Pesticide exposure and serum organochlorine residuals among testicular cancer patients and healthy controls

Department of Public Health and Infectious Diseases, University of Rome Sapienza, Rome, Italy.
Journal of Environmental Science and Health Part B Pesticides Food Contaminants and Agricultural Wastes (Impact Factor: 1.23). 11/2011; 46(8):780-7. DOI: 10.1080/03601234.2012.597704
Source: PubMed

ABSTRACT The incidence of testicular cancer (TC) has been increasing worldwide during the last decades. The reasons of the increase remains unknown, but recent findings suggest that organochlorine pesticides (OPs) could influence the development of TC. A hospital-based case-control study of 50 cases and 48 controls was conducted to determine whether environmental exposure to OPs is associated with the risk of TC, and by measuring serum concentrations of OPs, including p,p'-dichlorodiphenyldichloroethylene (p,p'-DDE) isomer and hexachlorobenzene (HCB) in participants. A significant association was observed between TC and household insecticide use (odds ratio [OR] = 3.01, 95 % CI: 1.11-8.14; OR(adjusted) = 3.23, 95 % CI: 1.15-9.11). Crude and adjusted ORs for TC were also significantly associated with higher serum concentrations of total OPs (OR = 3.15, 95 % CI: 1.00-9.91; OR(adjusted) = 3.34, 95 % CI: 1.09-10.17) in cases compared with controls. These findings give additional support to the results of previous research that suggest that some environmental exposures to OPs may be implicated in the pathogenesis of TC.

_ _ _ _

:: Tasks and exercises ::
1) Update the testicular cancer abstract from the words "Pesticide exposure and" through the words "Sapienza, Rome, Italy.", swapping "Sapienza" for "La Sapienza".
2) Translate this sentence from the testicular cancer abstract into Spanish: "The incidence of testicular cancer (TC) has been increasing worldwide during the last decades."

_ _ _ _

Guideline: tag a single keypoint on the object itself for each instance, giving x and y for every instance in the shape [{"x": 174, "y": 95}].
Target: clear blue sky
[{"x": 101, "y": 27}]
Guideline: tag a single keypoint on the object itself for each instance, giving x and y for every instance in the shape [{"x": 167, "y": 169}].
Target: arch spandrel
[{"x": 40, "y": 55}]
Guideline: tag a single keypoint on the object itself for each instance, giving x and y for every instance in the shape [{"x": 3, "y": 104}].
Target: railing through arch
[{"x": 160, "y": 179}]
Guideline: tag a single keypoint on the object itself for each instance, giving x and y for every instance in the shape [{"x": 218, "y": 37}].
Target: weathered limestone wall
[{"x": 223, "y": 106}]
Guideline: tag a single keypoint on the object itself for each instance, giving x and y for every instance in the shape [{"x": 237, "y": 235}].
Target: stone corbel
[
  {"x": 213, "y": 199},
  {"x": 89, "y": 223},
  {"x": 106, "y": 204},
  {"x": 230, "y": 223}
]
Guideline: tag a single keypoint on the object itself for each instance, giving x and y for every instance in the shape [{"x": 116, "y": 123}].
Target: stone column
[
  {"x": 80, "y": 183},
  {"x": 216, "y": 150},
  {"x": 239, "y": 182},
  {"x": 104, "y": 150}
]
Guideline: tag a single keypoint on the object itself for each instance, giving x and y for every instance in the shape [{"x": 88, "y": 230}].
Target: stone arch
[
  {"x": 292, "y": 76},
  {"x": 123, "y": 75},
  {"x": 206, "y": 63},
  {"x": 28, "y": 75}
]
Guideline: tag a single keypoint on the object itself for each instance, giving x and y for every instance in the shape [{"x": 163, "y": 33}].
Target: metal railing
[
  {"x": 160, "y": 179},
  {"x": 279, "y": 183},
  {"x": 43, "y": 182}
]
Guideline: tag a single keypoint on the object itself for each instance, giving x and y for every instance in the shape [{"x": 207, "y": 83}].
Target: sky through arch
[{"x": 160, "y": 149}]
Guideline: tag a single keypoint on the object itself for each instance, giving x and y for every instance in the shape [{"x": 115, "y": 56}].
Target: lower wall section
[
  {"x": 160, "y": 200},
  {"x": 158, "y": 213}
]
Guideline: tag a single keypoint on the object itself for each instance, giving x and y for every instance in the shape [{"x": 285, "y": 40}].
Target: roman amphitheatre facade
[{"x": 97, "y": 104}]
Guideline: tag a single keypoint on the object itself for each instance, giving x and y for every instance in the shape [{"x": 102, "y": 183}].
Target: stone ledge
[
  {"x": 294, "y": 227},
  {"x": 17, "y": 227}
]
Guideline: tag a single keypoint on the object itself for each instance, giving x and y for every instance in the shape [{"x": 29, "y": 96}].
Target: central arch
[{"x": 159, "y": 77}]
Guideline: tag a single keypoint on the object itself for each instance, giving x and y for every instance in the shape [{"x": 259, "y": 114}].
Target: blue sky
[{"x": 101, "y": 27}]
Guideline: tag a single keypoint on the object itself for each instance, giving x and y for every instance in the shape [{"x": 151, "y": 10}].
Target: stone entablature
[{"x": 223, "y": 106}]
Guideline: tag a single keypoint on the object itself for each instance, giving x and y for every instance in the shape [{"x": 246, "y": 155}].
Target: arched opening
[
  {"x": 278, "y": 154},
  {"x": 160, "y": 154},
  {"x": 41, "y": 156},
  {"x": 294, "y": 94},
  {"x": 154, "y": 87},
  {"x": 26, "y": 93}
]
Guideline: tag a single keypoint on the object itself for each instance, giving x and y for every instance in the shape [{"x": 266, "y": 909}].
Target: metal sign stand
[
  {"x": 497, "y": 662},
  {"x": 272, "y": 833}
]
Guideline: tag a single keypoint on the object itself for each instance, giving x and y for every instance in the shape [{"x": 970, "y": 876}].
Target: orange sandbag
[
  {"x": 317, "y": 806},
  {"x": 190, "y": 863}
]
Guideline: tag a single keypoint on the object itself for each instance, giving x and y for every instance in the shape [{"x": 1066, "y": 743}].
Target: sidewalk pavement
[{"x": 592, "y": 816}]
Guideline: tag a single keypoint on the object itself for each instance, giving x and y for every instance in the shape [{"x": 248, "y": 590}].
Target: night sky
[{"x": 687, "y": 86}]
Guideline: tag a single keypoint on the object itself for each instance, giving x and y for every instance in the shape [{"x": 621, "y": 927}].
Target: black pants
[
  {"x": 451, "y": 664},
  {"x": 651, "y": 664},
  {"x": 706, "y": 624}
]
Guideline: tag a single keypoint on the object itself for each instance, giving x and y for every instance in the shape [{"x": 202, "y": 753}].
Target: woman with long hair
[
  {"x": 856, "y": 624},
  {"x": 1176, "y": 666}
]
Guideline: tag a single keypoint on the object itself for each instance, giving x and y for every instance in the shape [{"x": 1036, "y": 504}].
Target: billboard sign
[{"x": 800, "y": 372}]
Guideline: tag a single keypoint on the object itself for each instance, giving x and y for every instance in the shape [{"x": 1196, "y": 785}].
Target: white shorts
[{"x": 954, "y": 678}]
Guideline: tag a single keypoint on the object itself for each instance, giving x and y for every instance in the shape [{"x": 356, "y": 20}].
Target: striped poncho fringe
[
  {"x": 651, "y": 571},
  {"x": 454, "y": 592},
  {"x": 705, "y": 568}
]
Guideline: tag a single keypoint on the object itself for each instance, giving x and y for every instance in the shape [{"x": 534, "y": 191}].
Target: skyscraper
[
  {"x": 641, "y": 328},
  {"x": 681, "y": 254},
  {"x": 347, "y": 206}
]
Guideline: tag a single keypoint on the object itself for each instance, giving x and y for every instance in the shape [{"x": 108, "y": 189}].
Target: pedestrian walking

_ _ _ _

:: Answers to each task ::
1)
Pesticide exposure and serum organochlorine residuals among testicular cancer patients and healthy controls

Department of Public Health and Infectious Diseases, University of Rome La Sapienza, Rome, Italy.

2) La incidencia del cáncer testicular (CT) ha ido aumentando en todo el mundo durante las últimas décadas.